# The task:
Filtering the records below, copy only those lines that include the word "girl".

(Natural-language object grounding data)
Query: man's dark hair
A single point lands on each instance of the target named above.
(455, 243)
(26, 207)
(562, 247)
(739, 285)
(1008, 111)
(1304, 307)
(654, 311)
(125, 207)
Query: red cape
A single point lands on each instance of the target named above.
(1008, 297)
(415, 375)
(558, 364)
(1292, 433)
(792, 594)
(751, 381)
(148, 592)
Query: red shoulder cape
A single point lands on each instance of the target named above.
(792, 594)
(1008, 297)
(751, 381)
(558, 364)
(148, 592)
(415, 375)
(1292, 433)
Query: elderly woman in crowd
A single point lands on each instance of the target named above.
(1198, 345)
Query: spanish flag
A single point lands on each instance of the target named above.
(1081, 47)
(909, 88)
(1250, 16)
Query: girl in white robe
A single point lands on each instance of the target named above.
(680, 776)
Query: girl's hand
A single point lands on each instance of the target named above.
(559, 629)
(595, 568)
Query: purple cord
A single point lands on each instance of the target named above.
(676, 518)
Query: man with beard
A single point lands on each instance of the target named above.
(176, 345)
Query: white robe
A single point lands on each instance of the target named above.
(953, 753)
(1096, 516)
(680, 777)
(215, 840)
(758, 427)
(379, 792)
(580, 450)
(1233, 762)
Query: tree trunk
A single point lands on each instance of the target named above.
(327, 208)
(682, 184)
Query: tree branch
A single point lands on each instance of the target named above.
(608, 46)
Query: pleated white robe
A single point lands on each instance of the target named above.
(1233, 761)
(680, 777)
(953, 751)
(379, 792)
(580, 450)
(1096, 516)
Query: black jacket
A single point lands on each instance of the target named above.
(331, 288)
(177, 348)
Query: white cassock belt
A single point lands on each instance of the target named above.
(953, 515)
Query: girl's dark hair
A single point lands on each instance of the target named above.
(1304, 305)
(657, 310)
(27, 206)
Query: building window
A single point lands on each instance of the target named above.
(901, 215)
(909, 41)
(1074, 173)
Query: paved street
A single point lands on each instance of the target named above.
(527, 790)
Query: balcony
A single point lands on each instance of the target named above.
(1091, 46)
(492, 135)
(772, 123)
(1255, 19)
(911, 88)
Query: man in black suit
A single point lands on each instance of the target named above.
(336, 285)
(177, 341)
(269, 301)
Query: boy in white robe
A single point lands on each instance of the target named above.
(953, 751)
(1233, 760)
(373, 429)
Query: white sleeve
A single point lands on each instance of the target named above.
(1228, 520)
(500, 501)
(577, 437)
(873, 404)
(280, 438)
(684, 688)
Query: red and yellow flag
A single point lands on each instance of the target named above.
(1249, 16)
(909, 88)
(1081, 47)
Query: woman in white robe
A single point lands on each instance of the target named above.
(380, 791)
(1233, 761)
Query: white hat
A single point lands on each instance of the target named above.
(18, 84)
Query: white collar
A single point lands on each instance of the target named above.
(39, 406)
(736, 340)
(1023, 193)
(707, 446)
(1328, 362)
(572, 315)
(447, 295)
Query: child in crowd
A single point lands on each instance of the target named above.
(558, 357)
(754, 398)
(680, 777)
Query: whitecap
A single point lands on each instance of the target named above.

# Solution for this task:
Query: girl in white robe
Query: girl's hand
Query: girl's dark hair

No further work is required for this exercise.